■ **Task instructions**
Rewrite the rows below as a numbered list, omitting blank lines and leaving out the pictures.

-- start of Material --

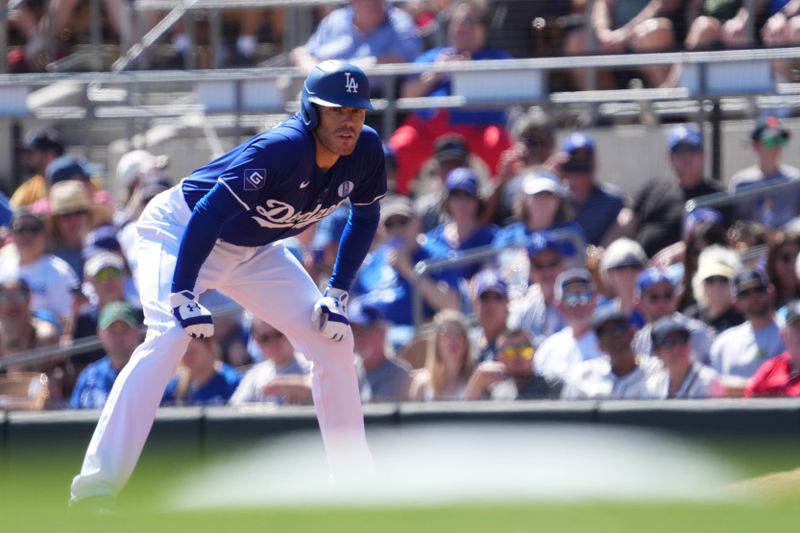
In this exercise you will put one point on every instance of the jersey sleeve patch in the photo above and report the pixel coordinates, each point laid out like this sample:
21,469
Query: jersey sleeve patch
254,178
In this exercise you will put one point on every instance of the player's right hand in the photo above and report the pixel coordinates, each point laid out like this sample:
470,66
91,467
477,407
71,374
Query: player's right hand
193,317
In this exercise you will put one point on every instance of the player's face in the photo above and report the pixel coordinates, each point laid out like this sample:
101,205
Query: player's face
339,129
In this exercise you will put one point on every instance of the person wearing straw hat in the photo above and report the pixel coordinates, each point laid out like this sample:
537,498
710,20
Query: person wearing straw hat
72,216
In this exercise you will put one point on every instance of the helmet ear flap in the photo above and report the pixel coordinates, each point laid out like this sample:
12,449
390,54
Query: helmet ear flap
307,111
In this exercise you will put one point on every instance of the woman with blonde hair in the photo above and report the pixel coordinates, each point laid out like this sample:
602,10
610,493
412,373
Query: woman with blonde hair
449,363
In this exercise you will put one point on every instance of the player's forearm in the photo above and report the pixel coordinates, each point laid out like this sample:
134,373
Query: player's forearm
355,243
202,232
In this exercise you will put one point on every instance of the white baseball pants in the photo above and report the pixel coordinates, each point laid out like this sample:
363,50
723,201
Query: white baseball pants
266,280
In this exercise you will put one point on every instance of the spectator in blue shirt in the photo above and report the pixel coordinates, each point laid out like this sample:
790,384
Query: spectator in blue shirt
118,329
366,32
484,129
387,276
596,205
388,378
202,379
465,231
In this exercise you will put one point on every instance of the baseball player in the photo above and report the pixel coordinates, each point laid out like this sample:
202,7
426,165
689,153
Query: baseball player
222,228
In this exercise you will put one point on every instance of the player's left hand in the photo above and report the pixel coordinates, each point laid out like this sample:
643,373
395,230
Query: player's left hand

-- end of Material --

■ **Full answer**
1. In this exercise you will put one point on every instance of the jersey sleeve patch in the photo above and report the pixel coordinates, each point laid out like this sample:
2. 21,469
3. Query: jersey sleeve patch
4. 254,178
5. In this exercise you will put one point on every instance of the player's right hand in the photo above and report the pixel coordinates, each point laid out like this sample:
6. 470,66
7. 91,467
8. 477,407
9. 71,374
10. Query: player's right hand
11. 193,317
12. In this exercise you will put one point on every instance of the player's face in the photo above and report the pixel coordinates, each point laid out like this sample:
13. 101,205
14. Query: player's face
15. 339,129
16. In this exercise you will put one point on every instance of the person wearing straw hat in the photo above and report the pixel coordinates, each point laid out like this sample:
17. 537,498
18. 710,20
19. Query: person wearing straw hat
20. 72,216
21. In this exercise you will put one point on every instance of the helmet ear flap in the photo above and report the pixel coordinates, each point laid out like this sample:
22. 12,449
23. 390,54
24. Query: helmet ear flap
25. 307,111
26. In this exercise you will put one point on every instance of the woman with blonde hair in the photo above and report the pixel coordinates, each point laid out like this sample:
27. 602,10
28. 610,493
29. 412,373
30. Query: woman with blonde hair
31. 449,363
32. In this exercise you will put one point on every instance of the player's forearm in the photo above and report the pixel coordinates, each point laid out like this sample:
33. 134,373
34. Query: player's forearm
35. 355,243
36. 202,232
37. In this exercise you will put one point on every instance of the white baseball pants in the photo above and report the pixel coordinates, each point laid out like this sample:
38. 363,50
39. 723,201
40. Query: white baseball pants
41. 266,280
42. In this exercise you will put one point on every instance of the spectator in blue shirt in the photo above and report the pixel coordinates, each point laid out like this sample:
43. 790,384
44. Query: spectator in blue shirt
45. 118,329
46. 366,32
47. 484,129
48. 387,276
49. 596,205
50. 388,378
51. 202,379
52. 465,231
53. In this exercise you will put one point on every instance of the baseball player in the photo above and report the pixel coordinates, each point laid out like this sample:
54. 202,7
55. 426,165
56. 689,153
57. Query: baseball player
58. 222,228
59. In this exercise you will put one point on every instance of the player's left hand in the photo above and report the pixel coordinates, each point laid out like this sample:
60. 643,373
61. 395,230
62. Query: player's left hand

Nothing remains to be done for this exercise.